Number of lines below with the word "Locate": state it and write nothing more.

──────────────────────────────

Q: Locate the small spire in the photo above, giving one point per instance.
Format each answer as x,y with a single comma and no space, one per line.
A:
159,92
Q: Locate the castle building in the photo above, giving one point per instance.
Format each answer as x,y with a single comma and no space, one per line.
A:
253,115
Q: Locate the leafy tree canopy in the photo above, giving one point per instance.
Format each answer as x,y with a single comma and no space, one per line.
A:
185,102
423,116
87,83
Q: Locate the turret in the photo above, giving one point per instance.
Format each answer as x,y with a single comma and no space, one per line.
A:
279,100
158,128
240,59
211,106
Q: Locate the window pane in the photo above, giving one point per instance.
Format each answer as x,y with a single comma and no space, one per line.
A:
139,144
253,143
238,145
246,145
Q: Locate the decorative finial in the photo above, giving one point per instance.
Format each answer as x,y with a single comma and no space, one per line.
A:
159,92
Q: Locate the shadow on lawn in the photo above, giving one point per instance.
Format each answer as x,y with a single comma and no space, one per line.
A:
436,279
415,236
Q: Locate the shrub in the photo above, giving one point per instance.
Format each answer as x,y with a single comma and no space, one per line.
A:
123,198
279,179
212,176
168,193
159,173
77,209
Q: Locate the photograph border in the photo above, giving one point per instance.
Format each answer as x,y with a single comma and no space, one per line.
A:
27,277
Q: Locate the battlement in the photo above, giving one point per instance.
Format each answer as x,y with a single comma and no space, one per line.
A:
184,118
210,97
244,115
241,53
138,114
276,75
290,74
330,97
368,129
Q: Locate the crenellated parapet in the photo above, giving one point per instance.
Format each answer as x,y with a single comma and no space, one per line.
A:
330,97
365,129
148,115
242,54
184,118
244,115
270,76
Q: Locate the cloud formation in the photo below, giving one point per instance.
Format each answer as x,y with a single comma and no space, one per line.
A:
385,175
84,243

──────────────────────────────

* ANSWER SPACE
12